==== Исходный текст ====

30 октября 1918 г. в Мудросе англичане и представители союзных держав заключили с турками перемирие. Турки очищали Аравию, Месопотамию, Сирию, Палестину, Армению, часть Киликии…
Через несколько лет возмездие настигнет Талаат-пашу. Он будет застрелен в Берлине армянским студентом, хотя уничтожал армянских мужчин, детей, женщин не он, а все турки. Армян резали, стреляли, били камнями, травили собаками, топили, насиловали, разрывали на части, сжигали, душили, морили голодом — и так полтора миллиона!
3 ноября 1918 г. капитулировали Австрия и Венгрия. Габсбурги пали.
В девять часов утра 8 ноября 1918 г. на маленькой станции Ретонд в Компьенском лесу маршал Франции Фош вручил германской делегации условия, на которых страны Антанты согласны на переговоры с Германией. Одно из них — безоговорочное уничтожение трактатов Брест-Литовского соглашения между советской Россией и Германией как неравноправных и кабальных.
Глава германской делегации Эрцбергер подписал условия сдачи Германии на милость победителей. Через три года немецкие националисты убьют за это Эрцбергера. Свастика вызревала в душах истинных германцев.
10 ноября 1918-го, в восемь утра, к голландскому пограничному пункту Эйзден подъехал автомобиль. Германский император Вильгельм Второй подошел к пограничной страже и назвал себя. Так закончила существование старейшая королевская династия Европы.

====

Задание: Выпишите из текста о событиях осени 1918 года фрагмент, начиная со слов "30 октября 1918" и до слов "так полтора миллиона!" включительно. Строки ниже взяты из другого источника.

==== Исходные данные ====

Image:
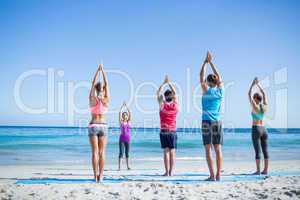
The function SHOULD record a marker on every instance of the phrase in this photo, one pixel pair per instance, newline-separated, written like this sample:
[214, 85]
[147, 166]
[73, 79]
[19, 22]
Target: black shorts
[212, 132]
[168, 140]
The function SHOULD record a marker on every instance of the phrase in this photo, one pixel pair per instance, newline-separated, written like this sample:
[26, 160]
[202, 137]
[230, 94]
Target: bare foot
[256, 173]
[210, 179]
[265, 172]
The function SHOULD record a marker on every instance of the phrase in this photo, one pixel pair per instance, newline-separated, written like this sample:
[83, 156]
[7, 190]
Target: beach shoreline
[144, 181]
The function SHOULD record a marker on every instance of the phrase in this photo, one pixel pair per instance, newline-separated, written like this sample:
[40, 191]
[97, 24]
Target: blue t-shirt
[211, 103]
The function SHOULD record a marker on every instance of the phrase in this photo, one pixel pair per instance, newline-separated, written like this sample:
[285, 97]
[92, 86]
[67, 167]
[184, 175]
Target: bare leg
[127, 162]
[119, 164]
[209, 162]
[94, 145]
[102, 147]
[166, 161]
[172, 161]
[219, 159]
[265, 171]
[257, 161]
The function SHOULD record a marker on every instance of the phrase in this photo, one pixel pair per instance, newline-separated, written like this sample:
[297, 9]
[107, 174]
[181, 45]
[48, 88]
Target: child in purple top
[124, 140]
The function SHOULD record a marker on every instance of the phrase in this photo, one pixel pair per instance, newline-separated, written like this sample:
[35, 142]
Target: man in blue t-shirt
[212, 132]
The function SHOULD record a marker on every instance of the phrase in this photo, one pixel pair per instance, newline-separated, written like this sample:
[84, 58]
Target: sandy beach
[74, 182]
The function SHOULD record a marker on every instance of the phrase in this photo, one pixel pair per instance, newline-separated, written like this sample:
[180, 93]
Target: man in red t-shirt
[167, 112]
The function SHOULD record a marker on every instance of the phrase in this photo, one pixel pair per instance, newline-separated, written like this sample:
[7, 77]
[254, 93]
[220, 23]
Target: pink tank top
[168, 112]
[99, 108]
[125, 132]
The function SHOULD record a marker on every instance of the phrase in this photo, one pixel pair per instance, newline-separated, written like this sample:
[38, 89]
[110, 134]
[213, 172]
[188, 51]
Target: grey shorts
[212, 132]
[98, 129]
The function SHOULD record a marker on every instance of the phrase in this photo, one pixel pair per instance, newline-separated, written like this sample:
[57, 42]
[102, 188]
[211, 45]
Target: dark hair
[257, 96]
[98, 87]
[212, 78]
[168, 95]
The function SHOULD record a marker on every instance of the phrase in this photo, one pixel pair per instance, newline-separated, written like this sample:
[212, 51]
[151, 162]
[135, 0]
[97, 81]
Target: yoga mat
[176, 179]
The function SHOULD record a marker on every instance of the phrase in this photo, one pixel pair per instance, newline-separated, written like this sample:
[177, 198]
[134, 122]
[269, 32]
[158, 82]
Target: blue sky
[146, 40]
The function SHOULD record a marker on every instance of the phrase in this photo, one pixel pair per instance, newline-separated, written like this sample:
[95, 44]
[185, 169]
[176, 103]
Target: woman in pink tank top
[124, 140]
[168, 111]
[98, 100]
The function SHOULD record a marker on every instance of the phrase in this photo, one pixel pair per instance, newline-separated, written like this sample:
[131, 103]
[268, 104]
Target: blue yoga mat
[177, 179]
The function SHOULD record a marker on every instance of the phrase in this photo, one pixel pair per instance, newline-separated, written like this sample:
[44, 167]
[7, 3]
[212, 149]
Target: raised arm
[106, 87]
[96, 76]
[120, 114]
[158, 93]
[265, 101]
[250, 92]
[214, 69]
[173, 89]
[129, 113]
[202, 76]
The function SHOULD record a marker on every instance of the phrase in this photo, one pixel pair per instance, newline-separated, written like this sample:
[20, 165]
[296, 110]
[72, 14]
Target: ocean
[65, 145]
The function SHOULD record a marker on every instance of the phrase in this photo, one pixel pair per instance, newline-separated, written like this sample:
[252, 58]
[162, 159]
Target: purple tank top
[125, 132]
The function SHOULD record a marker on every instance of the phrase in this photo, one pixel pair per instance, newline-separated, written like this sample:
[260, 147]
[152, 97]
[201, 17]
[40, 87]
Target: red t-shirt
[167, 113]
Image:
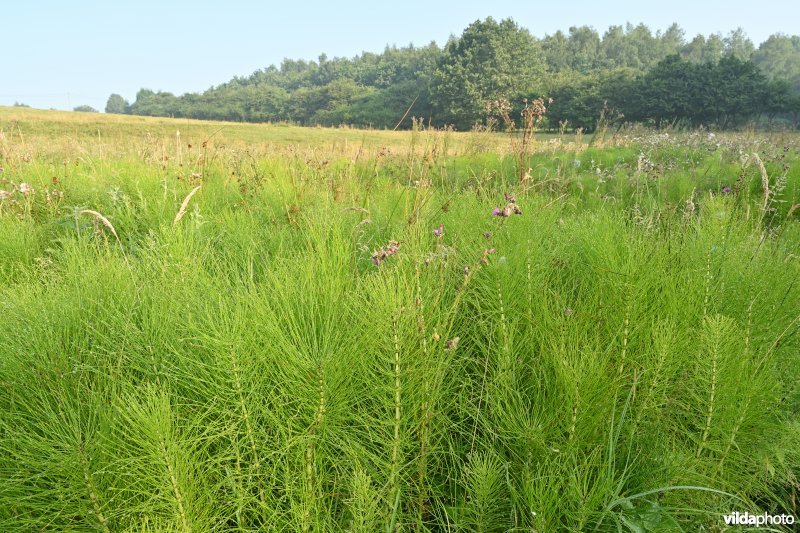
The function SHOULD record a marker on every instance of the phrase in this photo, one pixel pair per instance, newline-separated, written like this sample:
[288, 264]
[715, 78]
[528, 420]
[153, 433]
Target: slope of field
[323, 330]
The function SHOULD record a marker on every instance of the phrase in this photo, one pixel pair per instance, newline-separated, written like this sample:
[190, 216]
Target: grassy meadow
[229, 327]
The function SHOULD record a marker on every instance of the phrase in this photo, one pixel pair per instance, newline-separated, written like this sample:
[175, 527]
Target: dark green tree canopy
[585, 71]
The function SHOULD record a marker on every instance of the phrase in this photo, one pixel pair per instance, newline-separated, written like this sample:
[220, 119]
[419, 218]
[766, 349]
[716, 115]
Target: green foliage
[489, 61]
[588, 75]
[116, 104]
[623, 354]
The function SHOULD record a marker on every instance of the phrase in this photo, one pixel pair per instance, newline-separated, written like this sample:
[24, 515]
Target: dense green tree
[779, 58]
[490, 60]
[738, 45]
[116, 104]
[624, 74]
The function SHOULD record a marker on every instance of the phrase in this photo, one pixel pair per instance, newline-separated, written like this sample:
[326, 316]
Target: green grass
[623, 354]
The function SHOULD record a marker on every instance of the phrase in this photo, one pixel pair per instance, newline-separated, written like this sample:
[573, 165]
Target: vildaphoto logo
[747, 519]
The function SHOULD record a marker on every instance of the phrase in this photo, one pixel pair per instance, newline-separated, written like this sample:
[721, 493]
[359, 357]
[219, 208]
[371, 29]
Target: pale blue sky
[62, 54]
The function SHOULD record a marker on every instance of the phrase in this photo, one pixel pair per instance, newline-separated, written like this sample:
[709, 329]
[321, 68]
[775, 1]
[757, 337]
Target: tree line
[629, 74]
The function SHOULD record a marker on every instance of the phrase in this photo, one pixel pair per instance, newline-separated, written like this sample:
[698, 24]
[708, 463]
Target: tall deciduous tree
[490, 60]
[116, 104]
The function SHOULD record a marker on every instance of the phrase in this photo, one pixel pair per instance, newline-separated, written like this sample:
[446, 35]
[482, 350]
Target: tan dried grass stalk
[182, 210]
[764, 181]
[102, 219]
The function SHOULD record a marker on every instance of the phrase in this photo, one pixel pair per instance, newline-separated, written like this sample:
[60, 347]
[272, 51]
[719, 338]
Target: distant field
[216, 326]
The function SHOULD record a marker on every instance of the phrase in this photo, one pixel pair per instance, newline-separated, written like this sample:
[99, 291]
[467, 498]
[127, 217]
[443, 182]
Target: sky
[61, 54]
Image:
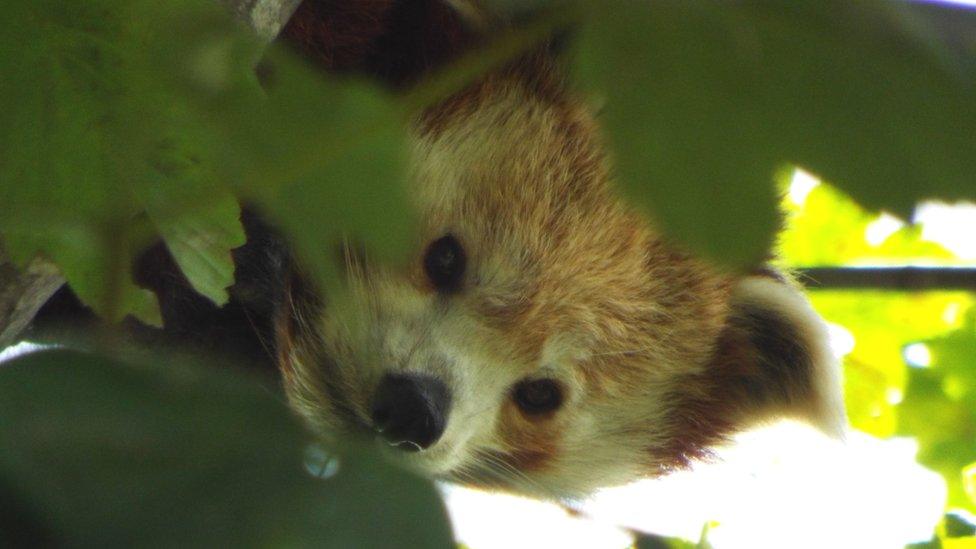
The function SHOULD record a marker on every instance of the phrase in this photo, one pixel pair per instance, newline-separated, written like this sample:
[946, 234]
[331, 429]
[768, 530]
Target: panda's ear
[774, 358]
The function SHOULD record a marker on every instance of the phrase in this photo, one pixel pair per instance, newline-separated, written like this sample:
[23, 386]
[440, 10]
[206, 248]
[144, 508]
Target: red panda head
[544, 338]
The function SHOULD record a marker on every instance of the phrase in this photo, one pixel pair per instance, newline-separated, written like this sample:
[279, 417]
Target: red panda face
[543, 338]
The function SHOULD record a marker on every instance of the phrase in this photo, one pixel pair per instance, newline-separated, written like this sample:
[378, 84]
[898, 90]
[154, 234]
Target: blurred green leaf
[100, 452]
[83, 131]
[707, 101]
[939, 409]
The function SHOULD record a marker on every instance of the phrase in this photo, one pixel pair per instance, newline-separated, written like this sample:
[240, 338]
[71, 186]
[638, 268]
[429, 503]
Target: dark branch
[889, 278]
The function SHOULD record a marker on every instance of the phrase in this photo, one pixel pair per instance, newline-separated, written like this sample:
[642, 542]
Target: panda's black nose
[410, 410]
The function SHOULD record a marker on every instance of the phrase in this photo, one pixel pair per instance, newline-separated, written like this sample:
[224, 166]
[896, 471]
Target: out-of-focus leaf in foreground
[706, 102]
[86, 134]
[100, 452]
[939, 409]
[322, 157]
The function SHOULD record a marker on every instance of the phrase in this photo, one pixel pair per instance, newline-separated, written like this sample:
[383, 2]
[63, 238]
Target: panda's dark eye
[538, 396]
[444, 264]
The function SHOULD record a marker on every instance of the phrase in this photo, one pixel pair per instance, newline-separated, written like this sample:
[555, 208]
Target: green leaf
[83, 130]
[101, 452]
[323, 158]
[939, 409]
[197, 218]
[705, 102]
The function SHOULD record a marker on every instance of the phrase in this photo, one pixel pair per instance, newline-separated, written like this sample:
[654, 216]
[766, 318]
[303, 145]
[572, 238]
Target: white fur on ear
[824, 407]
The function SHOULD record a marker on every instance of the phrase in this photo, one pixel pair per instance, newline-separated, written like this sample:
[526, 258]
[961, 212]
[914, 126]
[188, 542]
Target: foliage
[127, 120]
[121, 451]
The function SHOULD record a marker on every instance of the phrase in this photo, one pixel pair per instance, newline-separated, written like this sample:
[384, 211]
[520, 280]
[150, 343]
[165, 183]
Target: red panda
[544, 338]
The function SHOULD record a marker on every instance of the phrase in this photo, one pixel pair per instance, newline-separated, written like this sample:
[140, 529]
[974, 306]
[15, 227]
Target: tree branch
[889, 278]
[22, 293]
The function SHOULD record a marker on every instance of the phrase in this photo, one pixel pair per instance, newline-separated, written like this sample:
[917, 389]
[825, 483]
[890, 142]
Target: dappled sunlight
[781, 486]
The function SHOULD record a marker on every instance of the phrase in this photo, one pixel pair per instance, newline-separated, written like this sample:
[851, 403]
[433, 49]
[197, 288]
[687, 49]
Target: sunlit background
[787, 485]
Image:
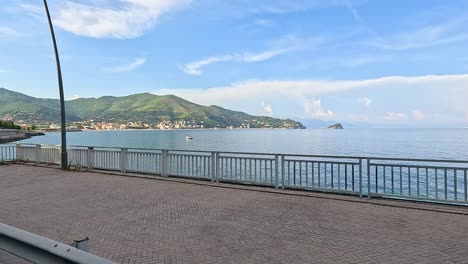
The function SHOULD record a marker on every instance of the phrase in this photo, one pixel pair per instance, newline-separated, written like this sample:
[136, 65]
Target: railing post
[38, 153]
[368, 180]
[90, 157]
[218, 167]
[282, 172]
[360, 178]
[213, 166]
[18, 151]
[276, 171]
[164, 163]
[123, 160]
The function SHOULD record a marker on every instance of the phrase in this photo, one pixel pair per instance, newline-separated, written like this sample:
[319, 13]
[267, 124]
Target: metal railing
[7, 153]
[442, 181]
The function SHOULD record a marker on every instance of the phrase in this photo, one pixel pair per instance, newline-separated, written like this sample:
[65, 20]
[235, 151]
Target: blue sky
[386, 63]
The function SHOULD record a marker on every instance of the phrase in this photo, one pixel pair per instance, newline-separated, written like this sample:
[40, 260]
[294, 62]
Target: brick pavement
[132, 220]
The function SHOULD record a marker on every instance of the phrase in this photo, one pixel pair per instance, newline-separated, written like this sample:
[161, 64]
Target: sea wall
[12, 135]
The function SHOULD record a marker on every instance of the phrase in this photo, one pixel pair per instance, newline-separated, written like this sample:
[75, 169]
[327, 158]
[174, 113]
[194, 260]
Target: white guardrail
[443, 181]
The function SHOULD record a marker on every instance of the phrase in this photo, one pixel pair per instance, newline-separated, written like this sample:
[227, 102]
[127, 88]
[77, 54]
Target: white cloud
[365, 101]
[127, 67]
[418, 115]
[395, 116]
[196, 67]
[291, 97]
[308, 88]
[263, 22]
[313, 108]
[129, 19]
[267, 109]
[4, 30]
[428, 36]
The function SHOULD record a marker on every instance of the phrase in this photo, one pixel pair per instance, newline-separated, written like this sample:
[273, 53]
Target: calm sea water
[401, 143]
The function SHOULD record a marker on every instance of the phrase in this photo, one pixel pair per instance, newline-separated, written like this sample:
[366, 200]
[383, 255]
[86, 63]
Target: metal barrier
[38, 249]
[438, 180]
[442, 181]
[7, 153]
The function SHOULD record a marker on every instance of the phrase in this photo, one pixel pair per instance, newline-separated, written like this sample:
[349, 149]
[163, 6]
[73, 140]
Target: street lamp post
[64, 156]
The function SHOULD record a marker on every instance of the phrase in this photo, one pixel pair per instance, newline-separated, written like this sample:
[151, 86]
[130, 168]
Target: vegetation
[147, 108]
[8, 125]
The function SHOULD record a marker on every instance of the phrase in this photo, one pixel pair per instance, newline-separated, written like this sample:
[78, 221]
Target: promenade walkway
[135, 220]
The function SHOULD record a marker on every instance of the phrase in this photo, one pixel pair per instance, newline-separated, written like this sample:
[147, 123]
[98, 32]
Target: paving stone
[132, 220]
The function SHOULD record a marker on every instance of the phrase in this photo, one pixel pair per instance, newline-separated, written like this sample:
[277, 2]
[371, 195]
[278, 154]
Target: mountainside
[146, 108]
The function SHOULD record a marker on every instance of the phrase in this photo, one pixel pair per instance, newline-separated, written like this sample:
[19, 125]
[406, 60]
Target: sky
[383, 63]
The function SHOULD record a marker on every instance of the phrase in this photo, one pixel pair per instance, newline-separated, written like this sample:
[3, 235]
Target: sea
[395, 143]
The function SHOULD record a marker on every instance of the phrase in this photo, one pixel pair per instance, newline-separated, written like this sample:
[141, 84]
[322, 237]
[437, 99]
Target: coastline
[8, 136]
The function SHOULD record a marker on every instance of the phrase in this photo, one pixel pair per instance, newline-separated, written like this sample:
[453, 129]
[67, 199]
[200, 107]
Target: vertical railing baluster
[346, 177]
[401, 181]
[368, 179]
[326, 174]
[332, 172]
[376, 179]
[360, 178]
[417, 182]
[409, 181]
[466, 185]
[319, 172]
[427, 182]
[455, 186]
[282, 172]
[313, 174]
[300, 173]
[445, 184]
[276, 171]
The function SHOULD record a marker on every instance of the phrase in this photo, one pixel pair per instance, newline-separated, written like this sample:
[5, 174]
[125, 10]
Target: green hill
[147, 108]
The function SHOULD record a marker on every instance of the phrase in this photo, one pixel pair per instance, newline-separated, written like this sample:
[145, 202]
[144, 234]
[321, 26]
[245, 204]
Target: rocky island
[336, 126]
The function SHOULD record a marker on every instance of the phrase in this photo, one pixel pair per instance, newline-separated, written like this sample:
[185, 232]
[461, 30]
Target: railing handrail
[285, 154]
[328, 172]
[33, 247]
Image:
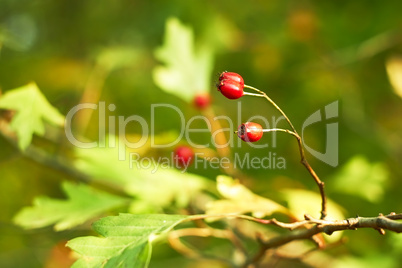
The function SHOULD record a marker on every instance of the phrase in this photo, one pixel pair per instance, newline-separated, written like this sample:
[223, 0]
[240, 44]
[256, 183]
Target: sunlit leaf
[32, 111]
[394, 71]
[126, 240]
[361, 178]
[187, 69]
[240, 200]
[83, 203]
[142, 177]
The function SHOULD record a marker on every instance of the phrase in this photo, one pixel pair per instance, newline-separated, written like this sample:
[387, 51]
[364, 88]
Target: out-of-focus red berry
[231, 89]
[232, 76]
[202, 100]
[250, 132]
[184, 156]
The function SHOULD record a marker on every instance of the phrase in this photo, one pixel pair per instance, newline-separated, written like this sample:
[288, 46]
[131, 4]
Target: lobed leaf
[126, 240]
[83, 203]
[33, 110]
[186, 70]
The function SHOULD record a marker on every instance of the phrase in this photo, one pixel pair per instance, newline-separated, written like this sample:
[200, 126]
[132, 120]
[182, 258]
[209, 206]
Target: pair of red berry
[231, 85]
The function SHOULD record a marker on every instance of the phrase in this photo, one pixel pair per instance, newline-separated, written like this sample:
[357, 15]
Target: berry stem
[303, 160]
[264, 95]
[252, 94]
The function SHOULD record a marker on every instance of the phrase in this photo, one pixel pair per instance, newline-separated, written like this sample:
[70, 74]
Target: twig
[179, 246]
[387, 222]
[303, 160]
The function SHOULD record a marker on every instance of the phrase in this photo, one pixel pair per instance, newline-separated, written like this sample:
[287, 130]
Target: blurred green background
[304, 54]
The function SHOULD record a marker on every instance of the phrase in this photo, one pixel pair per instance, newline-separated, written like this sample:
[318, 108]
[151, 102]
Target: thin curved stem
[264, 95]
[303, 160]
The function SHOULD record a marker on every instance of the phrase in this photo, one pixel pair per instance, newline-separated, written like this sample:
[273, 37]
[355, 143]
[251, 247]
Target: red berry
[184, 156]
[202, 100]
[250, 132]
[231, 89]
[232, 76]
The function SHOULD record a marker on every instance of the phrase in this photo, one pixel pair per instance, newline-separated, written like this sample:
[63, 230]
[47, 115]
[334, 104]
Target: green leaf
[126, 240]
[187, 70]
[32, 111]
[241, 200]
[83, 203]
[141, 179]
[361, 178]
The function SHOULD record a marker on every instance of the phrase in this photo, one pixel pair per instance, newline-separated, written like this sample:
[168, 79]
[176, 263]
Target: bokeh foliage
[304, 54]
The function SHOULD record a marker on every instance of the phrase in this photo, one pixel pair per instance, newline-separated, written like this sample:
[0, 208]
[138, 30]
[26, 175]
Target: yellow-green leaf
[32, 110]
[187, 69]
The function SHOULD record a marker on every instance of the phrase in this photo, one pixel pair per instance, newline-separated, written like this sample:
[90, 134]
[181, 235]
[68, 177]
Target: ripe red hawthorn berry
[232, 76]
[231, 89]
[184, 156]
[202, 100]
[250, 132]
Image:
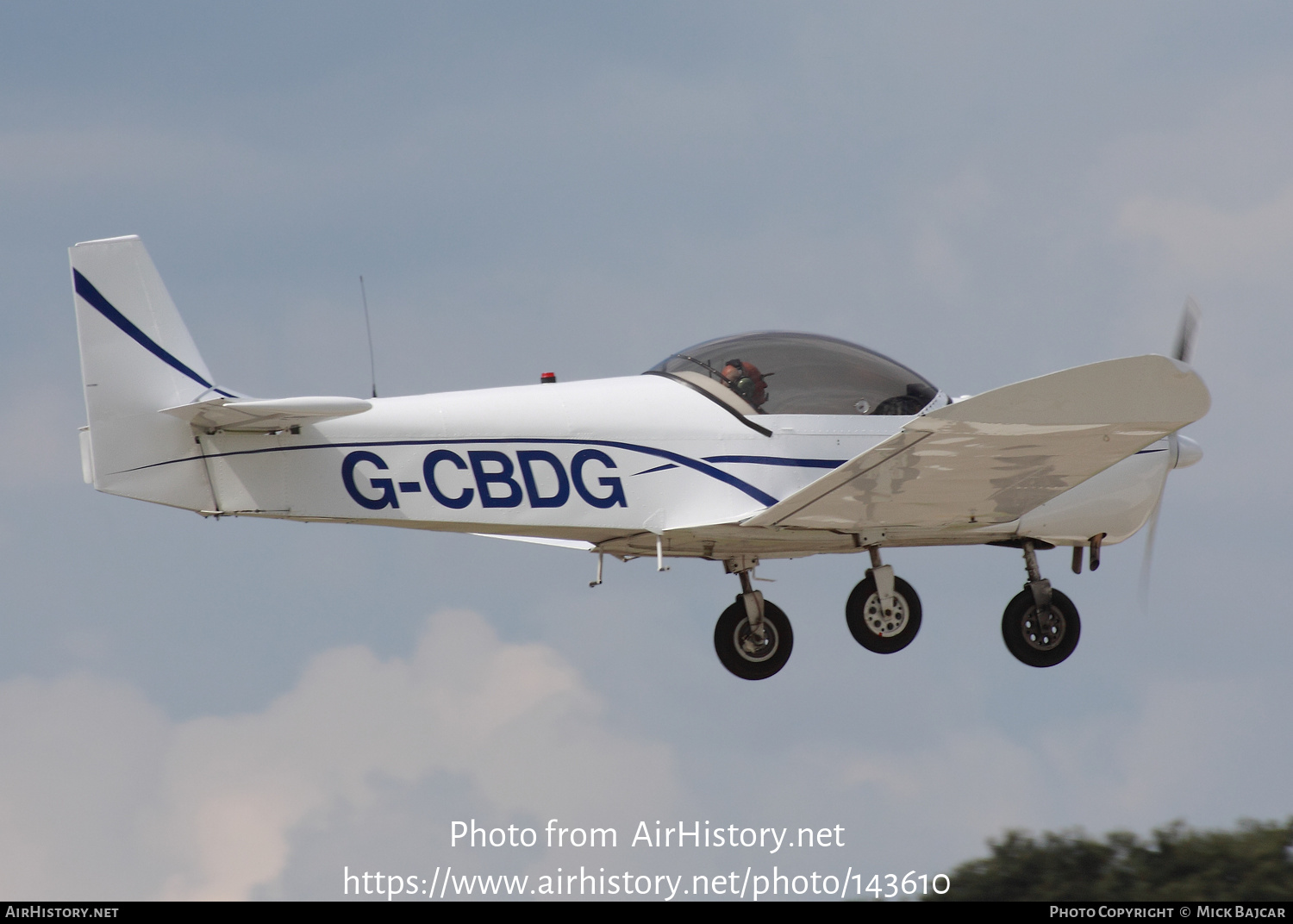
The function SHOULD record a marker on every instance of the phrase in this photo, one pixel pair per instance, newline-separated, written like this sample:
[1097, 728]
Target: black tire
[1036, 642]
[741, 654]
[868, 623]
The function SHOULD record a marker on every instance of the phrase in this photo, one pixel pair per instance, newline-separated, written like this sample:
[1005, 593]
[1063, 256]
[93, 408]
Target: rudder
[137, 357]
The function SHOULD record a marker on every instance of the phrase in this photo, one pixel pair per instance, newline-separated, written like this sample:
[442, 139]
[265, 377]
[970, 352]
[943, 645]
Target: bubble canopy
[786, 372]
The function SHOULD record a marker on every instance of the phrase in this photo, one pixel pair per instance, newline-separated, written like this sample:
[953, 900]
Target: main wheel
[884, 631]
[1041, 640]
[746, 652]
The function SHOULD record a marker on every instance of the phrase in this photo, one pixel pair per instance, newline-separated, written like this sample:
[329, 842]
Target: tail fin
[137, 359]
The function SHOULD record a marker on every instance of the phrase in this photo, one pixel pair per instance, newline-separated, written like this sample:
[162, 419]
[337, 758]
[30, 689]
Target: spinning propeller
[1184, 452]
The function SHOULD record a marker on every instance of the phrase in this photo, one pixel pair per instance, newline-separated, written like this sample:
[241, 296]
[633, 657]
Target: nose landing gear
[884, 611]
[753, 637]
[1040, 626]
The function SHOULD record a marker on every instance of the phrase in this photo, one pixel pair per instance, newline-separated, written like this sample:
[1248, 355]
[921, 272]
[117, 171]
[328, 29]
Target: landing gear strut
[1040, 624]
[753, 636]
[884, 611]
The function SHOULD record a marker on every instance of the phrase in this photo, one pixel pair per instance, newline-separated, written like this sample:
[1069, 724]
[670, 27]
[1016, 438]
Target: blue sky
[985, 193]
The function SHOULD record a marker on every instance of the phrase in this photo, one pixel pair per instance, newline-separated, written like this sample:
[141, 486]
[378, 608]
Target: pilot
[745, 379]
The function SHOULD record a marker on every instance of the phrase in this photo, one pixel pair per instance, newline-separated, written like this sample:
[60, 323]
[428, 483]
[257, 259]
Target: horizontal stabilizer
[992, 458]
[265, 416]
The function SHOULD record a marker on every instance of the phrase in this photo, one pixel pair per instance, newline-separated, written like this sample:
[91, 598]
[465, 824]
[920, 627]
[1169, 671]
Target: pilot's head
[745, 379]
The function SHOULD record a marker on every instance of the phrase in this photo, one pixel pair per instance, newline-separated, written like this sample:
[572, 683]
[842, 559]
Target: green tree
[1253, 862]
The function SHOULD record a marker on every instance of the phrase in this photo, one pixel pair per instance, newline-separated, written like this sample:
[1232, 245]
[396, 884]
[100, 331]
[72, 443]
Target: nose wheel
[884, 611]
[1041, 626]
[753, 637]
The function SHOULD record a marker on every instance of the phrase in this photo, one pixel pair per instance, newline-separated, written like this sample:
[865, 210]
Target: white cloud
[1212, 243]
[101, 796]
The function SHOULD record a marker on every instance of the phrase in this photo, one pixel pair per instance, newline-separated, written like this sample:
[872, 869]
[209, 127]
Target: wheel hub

====

Ответ:
30 октября 1918 г. в Мудросе англичане и представители союзных держав заключили с турками перемирие. Турки очищали Аравию, Месопотамию, Сирию, Палестину, Армению, часть Киликии…
Через несколько лет возмездие настигнет Талаат-пашу. Он будет застрелен в Берлине армянским студентом, хотя уничтожал армянских мужчин, детей, женщин не он, а все турки. Армян резали, стреляли, били камнями, травили собаками, топили, насиловали, разрывали на части, сжигали, душили, морили голодом — и так полтора миллиона!